§ **AIM OF THE TASK**
Pull out each line of the records that contains the string "query".

-- BEGIN ITEMS --

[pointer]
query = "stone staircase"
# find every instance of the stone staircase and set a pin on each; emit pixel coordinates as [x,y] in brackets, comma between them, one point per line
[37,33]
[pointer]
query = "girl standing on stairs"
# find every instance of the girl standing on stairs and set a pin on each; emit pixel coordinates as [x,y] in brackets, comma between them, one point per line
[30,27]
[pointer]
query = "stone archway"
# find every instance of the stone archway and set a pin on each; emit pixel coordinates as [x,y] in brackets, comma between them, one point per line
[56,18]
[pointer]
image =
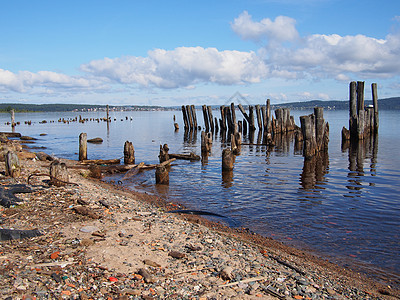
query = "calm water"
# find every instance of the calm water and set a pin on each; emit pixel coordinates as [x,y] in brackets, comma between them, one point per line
[345,207]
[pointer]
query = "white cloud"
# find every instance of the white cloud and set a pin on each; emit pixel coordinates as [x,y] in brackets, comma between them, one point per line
[281,29]
[181,67]
[319,55]
[24,81]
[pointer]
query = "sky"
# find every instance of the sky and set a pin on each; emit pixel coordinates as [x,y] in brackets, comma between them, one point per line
[170,53]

-- END ITEMS --

§ **REPLY TO THE TASK**
query = "stone staircase"
query = "girl standing on stairs"
query = "stone archway"
query = "calm water"
query = "white cloud"
query = "sky"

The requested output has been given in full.